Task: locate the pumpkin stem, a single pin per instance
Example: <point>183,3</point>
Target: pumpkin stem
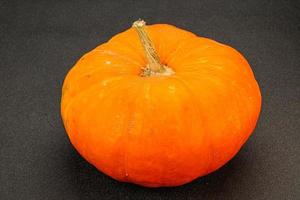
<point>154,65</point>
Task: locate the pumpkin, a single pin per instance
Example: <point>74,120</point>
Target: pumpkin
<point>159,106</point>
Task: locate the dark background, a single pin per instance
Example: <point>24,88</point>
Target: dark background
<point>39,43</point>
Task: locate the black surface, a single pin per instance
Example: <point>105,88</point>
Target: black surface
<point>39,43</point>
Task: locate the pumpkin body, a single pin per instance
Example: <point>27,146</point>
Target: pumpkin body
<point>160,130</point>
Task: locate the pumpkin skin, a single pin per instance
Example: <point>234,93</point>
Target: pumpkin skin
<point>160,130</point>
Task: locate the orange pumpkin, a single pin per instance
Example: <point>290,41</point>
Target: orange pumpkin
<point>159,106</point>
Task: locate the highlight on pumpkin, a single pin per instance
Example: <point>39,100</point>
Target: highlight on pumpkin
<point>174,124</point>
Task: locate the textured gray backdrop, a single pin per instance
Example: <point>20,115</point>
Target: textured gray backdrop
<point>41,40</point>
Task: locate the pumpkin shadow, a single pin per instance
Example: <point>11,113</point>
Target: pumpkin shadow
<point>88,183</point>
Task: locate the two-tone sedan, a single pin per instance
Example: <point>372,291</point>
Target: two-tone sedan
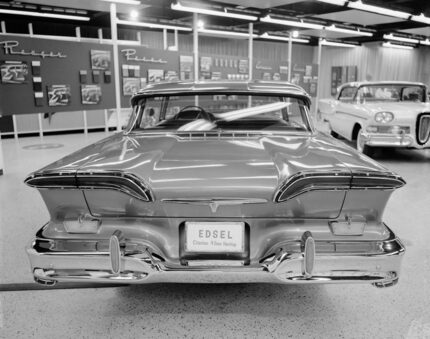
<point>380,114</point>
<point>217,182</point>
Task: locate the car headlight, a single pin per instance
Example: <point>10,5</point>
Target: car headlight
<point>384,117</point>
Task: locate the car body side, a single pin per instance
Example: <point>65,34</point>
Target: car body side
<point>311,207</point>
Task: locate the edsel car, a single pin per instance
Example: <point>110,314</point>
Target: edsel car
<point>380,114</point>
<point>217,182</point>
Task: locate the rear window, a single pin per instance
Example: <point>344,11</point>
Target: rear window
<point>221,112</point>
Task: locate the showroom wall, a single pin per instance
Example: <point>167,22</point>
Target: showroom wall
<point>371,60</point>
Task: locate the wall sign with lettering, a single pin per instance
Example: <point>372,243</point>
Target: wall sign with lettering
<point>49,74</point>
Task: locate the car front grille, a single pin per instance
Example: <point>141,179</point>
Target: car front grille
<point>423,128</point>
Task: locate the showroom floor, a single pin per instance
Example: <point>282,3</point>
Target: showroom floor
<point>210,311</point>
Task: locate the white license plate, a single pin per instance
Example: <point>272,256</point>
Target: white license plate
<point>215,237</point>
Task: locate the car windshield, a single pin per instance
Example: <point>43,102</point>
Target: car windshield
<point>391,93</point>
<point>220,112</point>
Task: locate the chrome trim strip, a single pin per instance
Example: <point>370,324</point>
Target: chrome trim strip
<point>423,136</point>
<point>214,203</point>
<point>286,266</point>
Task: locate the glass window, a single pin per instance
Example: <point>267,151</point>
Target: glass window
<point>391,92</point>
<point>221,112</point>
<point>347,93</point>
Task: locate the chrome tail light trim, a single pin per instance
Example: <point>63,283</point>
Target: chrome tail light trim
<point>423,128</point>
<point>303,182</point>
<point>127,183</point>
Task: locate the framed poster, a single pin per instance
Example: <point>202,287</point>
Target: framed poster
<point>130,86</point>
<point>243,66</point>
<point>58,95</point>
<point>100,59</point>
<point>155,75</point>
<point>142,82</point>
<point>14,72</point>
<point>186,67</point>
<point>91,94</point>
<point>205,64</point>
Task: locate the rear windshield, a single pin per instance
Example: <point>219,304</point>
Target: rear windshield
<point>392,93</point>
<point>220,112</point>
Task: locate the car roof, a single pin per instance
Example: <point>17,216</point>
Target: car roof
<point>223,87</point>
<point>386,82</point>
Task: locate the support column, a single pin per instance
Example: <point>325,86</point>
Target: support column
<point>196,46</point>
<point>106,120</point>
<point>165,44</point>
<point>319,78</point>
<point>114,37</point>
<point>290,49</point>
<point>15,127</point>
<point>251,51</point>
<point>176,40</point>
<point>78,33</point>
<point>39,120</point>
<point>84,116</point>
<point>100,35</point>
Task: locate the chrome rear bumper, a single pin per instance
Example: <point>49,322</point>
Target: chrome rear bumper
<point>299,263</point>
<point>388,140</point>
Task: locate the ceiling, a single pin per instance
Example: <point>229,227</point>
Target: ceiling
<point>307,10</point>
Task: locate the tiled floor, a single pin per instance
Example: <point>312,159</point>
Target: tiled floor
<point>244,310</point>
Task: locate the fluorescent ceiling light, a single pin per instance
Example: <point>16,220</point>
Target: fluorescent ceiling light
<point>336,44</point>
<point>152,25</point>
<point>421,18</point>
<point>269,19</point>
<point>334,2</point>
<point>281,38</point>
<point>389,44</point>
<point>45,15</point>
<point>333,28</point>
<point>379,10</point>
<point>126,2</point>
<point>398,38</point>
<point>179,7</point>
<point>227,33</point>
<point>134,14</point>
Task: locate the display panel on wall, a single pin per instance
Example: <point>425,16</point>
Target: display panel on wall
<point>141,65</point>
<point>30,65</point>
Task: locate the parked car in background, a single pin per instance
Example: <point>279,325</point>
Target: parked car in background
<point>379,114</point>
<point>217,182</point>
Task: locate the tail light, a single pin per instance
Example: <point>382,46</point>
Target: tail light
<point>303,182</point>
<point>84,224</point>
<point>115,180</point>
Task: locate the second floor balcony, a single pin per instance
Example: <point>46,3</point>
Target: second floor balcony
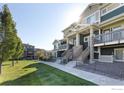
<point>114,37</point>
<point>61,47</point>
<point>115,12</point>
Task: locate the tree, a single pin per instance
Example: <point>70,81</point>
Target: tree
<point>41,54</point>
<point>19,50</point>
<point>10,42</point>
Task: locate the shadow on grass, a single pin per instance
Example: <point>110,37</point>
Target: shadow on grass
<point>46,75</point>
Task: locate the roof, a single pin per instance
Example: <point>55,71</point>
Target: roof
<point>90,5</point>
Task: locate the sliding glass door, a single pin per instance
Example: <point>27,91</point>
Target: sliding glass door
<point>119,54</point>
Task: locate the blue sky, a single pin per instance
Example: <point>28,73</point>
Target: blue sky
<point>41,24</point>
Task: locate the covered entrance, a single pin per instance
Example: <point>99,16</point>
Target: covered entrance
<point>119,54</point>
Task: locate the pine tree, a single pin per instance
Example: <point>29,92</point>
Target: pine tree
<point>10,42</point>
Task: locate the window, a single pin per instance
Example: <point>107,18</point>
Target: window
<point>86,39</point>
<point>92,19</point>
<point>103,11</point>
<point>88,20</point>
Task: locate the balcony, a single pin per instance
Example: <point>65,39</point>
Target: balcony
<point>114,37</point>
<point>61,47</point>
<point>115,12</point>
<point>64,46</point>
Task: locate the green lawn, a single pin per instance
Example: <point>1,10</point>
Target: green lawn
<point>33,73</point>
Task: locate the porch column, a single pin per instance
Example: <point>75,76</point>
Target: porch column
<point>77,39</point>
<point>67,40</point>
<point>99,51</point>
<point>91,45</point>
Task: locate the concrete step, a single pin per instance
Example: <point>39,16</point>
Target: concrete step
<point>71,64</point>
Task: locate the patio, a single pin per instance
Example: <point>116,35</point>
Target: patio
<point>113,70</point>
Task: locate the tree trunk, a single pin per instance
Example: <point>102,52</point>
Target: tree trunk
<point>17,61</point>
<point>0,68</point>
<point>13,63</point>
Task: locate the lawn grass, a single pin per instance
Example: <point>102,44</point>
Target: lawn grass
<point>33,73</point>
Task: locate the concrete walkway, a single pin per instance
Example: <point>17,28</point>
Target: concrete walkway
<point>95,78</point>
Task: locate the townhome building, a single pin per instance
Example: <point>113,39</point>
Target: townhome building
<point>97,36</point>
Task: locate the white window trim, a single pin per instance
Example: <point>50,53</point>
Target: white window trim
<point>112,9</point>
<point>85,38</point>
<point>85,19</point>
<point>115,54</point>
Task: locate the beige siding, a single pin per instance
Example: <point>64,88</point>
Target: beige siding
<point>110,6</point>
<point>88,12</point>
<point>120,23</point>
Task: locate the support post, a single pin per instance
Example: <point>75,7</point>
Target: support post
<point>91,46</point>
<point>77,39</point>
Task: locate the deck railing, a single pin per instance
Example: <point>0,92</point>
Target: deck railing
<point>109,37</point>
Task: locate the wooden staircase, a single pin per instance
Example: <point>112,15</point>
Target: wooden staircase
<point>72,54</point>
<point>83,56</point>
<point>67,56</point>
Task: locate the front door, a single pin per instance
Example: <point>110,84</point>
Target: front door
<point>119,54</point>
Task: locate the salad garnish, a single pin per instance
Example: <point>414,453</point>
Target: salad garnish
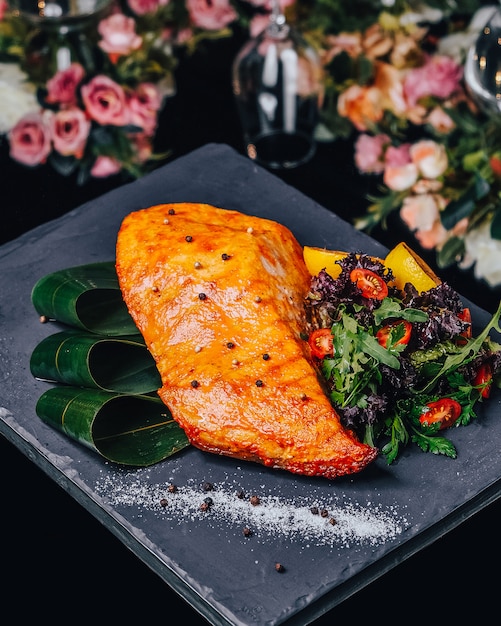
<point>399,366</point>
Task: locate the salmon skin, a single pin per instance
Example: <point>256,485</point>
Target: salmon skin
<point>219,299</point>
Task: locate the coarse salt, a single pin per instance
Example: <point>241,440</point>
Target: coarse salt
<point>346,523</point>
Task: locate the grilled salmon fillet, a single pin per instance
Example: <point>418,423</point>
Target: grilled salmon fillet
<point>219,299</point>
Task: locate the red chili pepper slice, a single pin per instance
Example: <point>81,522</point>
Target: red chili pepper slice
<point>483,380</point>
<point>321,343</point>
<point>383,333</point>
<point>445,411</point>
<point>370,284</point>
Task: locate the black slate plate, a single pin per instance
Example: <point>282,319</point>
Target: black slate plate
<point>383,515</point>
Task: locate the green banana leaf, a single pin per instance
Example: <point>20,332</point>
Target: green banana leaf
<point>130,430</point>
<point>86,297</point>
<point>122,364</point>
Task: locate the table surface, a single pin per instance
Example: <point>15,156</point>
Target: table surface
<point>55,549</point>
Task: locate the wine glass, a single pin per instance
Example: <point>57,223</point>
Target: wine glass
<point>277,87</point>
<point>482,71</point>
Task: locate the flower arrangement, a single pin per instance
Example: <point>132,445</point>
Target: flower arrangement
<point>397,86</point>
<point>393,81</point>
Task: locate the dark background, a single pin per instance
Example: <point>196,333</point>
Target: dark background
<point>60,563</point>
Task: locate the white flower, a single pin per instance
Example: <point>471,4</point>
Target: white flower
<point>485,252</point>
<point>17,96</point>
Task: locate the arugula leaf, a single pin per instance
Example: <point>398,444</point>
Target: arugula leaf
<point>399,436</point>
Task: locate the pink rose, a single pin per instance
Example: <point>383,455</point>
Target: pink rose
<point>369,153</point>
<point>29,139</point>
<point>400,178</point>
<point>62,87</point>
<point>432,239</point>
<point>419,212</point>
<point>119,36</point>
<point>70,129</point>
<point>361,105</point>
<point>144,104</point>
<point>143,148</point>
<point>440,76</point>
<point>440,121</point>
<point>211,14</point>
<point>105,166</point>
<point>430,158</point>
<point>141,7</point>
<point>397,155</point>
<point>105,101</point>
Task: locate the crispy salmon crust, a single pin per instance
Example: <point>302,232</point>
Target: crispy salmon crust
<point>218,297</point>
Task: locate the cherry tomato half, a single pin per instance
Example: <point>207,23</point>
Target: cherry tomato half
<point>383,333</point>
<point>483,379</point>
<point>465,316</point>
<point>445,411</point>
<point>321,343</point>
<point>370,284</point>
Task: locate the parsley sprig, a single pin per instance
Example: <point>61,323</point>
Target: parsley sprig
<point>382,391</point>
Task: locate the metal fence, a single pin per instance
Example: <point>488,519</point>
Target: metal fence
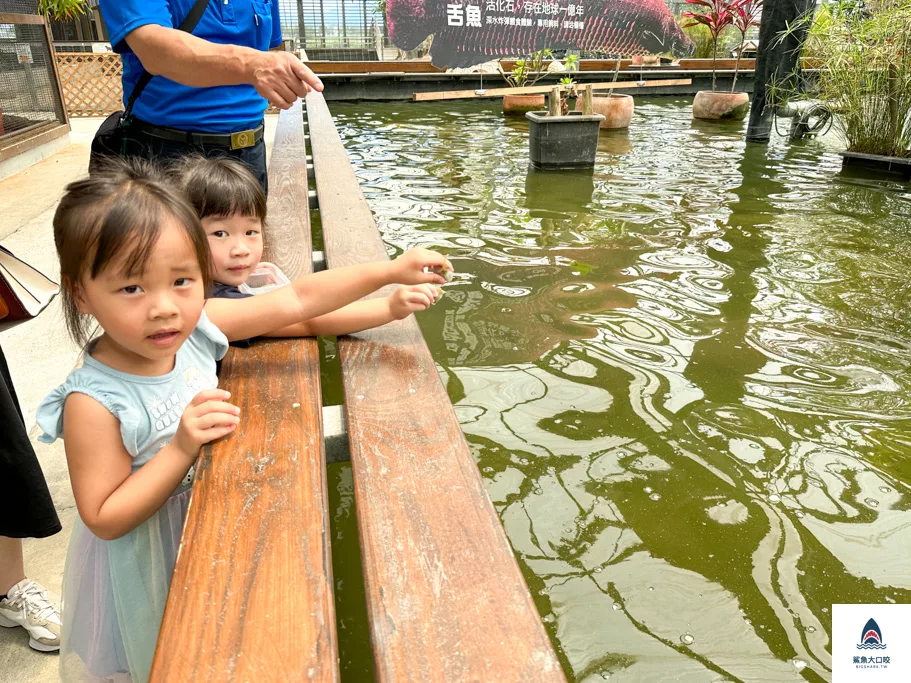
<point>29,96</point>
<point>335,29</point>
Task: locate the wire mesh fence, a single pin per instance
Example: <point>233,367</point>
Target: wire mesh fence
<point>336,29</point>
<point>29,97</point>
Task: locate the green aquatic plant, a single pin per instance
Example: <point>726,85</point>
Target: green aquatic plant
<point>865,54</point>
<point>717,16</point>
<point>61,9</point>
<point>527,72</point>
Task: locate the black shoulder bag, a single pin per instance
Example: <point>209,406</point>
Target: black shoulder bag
.....
TASK PROMPT: Can you copy the items from the line with "Task: locate the pink" to the line with "<point>335,29</point>", both ends included, swapping "parsley sprig" for "basil sprig" and changing nothing else? Leave the pictures out.

OUTPUT OF THE TASK:
Task: locate the pink rose, a single pin per instance
Example: <point>383,455</point>
Target: pink rose
<point>369,153</point>
<point>29,139</point>
<point>400,178</point>
<point>62,87</point>
<point>432,239</point>
<point>419,212</point>
<point>119,36</point>
<point>70,129</point>
<point>361,105</point>
<point>144,104</point>
<point>143,148</point>
<point>440,76</point>
<point>440,121</point>
<point>211,14</point>
<point>105,166</point>
<point>430,158</point>
<point>141,7</point>
<point>397,155</point>
<point>105,101</point>
Task: locate the crispy salmon crust, a single pin per instance
Example: <point>302,232</point>
Target: crispy salmon crust
<point>218,297</point>
Task: locate the cherry tomato half, a single pin per instance
Example: <point>207,23</point>
Target: cherry tomato half
<point>383,333</point>
<point>483,379</point>
<point>465,316</point>
<point>445,411</point>
<point>321,343</point>
<point>370,284</point>
Task: locate the basil sprig, a single pin per instance
Example: <point>61,323</point>
Target: basil sprig
<point>382,391</point>
Task: locate the metal fence, a single pin per instance
Example: <point>488,519</point>
Target: metal fence
<point>29,96</point>
<point>335,29</point>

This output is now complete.